==== Records shown
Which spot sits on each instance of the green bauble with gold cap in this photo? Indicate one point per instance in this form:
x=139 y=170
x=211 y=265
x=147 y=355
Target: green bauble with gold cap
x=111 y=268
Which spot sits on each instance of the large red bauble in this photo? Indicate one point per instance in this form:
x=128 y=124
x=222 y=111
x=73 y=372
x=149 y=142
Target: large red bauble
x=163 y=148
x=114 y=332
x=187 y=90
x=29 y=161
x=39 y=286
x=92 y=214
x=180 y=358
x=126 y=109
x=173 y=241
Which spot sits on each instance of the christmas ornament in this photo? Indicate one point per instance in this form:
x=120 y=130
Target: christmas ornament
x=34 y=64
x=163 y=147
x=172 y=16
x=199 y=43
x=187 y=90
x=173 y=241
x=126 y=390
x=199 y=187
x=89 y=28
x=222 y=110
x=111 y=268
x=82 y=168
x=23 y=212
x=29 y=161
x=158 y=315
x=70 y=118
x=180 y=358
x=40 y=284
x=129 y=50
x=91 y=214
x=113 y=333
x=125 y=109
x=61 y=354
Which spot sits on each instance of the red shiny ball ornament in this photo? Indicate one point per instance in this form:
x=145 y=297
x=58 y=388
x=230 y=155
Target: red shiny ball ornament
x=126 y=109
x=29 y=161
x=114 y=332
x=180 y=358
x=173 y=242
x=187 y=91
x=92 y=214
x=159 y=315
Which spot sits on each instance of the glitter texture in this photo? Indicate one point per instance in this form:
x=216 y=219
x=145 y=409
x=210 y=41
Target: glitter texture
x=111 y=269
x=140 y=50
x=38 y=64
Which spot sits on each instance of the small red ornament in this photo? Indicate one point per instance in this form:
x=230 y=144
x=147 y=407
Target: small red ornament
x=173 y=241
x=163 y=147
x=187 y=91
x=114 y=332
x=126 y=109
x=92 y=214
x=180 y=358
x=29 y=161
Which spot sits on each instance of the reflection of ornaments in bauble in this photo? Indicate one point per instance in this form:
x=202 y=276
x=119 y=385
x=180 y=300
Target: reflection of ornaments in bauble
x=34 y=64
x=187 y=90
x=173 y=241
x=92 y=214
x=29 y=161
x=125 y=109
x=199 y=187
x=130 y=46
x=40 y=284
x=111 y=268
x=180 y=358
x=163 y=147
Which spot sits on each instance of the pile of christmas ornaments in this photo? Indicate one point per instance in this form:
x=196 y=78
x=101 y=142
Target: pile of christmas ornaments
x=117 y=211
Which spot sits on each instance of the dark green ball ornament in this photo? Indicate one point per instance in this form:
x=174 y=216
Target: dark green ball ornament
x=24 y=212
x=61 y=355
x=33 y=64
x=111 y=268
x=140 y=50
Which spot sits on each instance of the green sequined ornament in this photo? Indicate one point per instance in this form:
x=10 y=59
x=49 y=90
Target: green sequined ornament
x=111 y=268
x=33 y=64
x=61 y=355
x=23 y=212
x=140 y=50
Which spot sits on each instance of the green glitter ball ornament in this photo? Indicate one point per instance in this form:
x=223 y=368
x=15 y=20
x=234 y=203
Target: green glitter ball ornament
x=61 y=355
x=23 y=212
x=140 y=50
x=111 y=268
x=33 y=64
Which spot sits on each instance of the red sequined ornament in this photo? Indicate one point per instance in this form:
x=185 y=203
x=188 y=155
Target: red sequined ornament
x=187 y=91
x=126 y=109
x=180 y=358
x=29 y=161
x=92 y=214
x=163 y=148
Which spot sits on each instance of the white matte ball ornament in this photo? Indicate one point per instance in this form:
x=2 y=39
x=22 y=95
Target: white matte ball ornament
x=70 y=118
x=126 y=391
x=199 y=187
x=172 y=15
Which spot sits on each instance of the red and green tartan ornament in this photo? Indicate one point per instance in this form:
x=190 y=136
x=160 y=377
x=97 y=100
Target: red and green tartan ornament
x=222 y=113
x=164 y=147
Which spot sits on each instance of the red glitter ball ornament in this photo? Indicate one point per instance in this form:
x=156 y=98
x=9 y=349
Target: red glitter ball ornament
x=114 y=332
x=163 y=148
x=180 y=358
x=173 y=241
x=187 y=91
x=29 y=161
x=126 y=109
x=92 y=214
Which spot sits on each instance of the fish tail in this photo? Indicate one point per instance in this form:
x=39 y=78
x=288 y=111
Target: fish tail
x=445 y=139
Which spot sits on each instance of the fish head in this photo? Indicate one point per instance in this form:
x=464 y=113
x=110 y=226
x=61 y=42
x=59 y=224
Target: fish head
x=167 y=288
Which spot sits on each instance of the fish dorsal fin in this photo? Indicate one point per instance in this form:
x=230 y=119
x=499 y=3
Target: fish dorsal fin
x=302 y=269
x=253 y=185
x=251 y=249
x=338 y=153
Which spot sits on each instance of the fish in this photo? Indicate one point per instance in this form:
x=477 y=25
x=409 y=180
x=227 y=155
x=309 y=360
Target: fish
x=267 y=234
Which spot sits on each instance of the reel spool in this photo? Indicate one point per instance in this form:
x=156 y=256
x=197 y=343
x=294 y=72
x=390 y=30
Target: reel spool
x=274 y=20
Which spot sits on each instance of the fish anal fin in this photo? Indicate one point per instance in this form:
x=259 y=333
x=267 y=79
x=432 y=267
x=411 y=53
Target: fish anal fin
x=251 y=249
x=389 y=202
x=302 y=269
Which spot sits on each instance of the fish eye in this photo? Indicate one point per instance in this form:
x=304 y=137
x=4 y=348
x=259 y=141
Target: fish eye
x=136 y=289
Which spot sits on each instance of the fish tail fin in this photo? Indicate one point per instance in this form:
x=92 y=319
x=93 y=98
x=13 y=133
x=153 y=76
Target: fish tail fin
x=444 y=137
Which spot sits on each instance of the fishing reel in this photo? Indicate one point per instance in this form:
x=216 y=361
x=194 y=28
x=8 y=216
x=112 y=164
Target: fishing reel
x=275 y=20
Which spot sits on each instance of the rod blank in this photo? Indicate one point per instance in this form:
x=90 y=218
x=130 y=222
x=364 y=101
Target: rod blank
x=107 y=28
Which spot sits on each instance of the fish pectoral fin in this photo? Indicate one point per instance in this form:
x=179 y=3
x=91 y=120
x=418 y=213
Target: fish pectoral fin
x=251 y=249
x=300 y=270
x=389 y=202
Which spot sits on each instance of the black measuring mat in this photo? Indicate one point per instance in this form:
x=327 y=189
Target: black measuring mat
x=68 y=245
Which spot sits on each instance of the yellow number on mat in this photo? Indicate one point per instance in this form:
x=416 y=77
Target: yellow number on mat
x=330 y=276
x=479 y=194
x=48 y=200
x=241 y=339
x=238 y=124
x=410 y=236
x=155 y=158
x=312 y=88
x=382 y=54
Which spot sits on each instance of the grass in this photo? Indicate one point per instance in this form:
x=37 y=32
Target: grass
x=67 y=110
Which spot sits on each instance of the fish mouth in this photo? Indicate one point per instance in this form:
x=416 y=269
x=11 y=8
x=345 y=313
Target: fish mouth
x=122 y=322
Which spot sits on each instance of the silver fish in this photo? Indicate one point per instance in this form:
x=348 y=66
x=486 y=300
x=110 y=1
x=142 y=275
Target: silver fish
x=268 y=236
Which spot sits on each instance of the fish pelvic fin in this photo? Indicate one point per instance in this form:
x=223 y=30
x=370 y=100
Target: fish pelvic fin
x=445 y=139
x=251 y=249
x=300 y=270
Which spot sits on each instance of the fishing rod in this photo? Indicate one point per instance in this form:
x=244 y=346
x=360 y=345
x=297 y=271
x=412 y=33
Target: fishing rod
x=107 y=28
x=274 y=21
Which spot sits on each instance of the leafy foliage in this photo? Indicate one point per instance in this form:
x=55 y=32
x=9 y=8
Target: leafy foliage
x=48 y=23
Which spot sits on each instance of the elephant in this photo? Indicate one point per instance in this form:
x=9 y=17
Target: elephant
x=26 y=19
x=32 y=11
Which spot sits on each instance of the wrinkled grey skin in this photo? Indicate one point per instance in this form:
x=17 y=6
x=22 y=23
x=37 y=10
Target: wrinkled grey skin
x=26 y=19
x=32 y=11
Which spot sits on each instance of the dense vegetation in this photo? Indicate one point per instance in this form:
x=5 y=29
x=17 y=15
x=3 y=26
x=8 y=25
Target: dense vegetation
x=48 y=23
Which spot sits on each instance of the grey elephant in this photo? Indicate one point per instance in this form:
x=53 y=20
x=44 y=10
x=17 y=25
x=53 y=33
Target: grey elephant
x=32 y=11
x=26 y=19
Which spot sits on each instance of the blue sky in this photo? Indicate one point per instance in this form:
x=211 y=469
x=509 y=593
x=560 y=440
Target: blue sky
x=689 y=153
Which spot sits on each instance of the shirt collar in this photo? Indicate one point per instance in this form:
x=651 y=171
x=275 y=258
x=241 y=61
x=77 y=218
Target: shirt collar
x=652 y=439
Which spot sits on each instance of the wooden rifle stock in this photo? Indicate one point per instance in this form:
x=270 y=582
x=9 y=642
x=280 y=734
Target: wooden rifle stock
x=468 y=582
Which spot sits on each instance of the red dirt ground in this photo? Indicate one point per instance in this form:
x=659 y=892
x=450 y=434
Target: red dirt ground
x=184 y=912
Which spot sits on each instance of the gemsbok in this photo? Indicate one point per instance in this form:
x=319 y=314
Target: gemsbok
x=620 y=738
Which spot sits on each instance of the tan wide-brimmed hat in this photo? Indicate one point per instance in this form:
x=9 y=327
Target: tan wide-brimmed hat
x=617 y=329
========
Problem requirements:
Return the line that contains "Which spot sits on each instance of the wooden" and all lines after it, verbatim, and nothing else.

Output of the task:
Which spot sits on each instance of the wooden rifle stock in this photo? Indicate one point per instance in this form:
x=270 y=582
x=9 y=642
x=280 y=734
Target: wooden rifle stock
x=468 y=582
Which spot sits on each instance of the red dirt ground in this photo? Indicate one point per instance in this form:
x=659 y=892
x=450 y=434
Target: red dirt ground
x=184 y=912
Which spot sits on each instance of the gemsbok in this photo? Indicate one point per instance in this form:
x=319 y=314
Target: gemsbok
x=620 y=738
Which spot sits on each instance of the tan wide-brimmed hat in this photo? Indicate one point per instance in this form:
x=9 y=327
Target: tan wide-brimmed hat
x=617 y=329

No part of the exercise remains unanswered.